◆ WHAT THE TASK REQUIRES ◆
Read the data below line by line and copy each one with "lips" in it.

◆ ENTRIES SUPPLIED ◆
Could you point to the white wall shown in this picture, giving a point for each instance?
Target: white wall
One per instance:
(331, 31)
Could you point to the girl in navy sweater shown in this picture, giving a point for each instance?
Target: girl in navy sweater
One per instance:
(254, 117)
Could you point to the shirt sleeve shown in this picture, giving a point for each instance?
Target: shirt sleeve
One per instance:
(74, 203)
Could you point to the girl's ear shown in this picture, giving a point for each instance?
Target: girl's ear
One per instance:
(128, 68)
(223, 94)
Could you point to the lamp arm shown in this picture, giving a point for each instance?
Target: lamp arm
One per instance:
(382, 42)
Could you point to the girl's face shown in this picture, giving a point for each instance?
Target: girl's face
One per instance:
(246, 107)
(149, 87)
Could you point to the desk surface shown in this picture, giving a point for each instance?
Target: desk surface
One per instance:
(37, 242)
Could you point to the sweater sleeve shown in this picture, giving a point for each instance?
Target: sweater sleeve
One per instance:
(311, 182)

---

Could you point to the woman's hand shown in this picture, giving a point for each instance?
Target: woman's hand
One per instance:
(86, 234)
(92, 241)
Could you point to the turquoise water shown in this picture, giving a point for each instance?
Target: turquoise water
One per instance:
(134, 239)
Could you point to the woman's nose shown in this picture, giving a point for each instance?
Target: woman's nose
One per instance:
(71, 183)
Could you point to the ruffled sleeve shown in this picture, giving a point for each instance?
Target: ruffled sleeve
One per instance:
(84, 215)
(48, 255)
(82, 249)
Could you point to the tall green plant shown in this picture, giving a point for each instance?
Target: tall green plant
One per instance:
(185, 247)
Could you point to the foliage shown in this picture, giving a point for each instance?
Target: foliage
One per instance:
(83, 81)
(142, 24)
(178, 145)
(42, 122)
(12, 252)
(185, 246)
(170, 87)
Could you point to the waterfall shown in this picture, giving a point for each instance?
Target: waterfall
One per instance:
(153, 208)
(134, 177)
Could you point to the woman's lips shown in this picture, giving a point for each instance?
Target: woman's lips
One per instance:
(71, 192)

◆ THE ANSWER ◆
Could you point to the woman's lips shown in this picture, giving a point for each instance?
Target: woman's lips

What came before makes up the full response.